**Task list:**
1. In the forum post below on copying images between Word documents, what happens when the saved document is opened?
2. Condense the passage beginning "So:" in the forum post below on copying images between Word documents into a short list, keeping its main facts.

**Selection:**

Copying Images from document #1457

rbp9802 · 2024-12-21T00:24:45Z

Hello everyone!
I'm trying to copy the contenct of a document to another document but I failed to copy the image relations.

So:

copy_body(source_doc, target_doc) copy de body from source_doc to target_doc. Relationships are not adjusted.
copy_relations(source_doc, target_doc) add relationships present in source_doc to target_doc and save de new rId's as a dict (old_rId --> new rId)
After this, I look for images copied in target_file by for pic in element.xpath('.//a:blip') and change rId present in pic.attrib[qn('r:embed')] to new_rId
Pictures are not available to show when opening the saved document

import os
from io import BytesIO
from docx import Document
from copy import deepcopy
from docx.oxml.ns import qn

def copy_body(source_doc, target_doc):
    for element in source_doc.element.body.iterchildren():
        copied_element = deepcopy(element)
        target_doc.element.body.append(copied_element)
        
def copy_relations(source_doc, target_doc):
    new_rels = {}
    for rId in sorted(source_doc.part.rels):
        rel = source_doc.part.rels[rId]
        if "image" in rel.target_ref:
            # Get image binary data
            img_part = rel.target_part
            img_data = img_part._blob
            
            # Create new image_part from binary data
            my_bytesio = BytesIO(img_data)
            image_part = target_doc.part.package.get_or_add_image_part(my_bytesio)
            
            # Create new relationship
            new_rId = target_doc.part.relate_to(image_part, 'image')
            new_rel = target_doc.part.rels[new_rId]
            print(f'Image copied: {rId} {rel.target_ref} {my_bytesio.getbuffer().nbytes/1024:.3f}kB " + \
                  f"--> {new_rId} {new_rel.target_ref} {BytesIO(image_part._blob).getbuffer().nbytes/1024:.3f}kB')
            new_rels[rId] = new_rId
    return new_rels

folder = os.path.dirname(__file__)
source_file = 'doc_2_copy.docx'
target_file = 'src_doc.docx'
final_file = 'new_doc.docx'

source_doc = Document(os.path.join(folder, source_file))
target_doc = Document(os.path.join(folder, target_file))

copy_body(source_doc, target_doc)  # Copy body
new_rels = copy_relations(source_doc, target_doc)  # Copy relations and save rId's in new_rels

# Modify relations rId
for element in target_doc.element.body.iterchildren():
    # Look for images in new doc body
    for pic in element.xpath('.//a:blip'):
        if qn('r:embed') in pic.attrib:
            rId = pic.attrib[qn('r:embed')]  # Getting old rId
            new_rId = new_rels[rId]
            print(f"Image rID : {rId}")
            if rId != new_rId:
                print(f'  Modifying rId: {rId} -> {new_rId}')
                pic.attrib[utils.qn('r:embed')] = new_rId  # Setting new rId

target_doc.save(final_file)

**Extracted records:**
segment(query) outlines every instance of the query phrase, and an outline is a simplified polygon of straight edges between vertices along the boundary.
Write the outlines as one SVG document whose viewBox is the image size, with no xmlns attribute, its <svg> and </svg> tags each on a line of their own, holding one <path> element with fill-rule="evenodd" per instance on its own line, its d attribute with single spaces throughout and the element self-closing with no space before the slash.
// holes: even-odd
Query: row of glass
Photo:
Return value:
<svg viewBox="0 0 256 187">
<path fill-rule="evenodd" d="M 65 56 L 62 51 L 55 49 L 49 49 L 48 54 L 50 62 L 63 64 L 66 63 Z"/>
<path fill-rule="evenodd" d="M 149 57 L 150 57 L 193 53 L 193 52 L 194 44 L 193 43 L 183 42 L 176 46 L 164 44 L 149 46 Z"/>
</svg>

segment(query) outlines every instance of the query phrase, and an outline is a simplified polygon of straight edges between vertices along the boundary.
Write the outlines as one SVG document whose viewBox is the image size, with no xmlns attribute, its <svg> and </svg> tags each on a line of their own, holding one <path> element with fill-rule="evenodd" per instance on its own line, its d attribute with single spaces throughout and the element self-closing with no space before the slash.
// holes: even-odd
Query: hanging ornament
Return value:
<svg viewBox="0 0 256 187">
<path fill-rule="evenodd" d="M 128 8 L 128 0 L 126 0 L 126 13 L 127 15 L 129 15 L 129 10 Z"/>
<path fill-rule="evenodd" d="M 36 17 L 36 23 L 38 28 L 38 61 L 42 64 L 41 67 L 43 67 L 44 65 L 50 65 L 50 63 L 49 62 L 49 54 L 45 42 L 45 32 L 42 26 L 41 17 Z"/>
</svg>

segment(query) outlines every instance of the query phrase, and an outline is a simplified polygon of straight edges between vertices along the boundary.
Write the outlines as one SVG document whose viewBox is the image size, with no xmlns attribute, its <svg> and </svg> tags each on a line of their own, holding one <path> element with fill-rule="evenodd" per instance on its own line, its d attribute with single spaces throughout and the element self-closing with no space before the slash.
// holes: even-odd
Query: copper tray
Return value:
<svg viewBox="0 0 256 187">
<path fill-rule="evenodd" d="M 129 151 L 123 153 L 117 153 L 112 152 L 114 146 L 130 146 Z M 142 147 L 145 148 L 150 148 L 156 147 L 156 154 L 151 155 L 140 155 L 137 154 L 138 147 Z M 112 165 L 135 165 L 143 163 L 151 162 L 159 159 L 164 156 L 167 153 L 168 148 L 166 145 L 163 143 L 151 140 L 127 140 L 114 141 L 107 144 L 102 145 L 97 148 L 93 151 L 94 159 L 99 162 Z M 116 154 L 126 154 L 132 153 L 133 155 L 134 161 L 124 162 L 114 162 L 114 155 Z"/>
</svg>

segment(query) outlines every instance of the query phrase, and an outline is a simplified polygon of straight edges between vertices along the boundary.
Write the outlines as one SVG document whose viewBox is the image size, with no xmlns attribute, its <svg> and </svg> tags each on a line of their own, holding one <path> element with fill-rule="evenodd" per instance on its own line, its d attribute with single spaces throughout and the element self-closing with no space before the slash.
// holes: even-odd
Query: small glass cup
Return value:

**Answers to the tasks:**
1. The pictures are not available to show.

2.
- copy_body copies the body from source_doc to target_doc without adjusting relationships.
- copy_relations adds source_doc's relationships to target_doc and stores the new rIds in a dict mapping each old rId to its new one.
- The copied images in the target are found through the './/a:blip' xpath, and each r:embed rId is changed to its new rId.
- Opening the saved document does not show the pictures.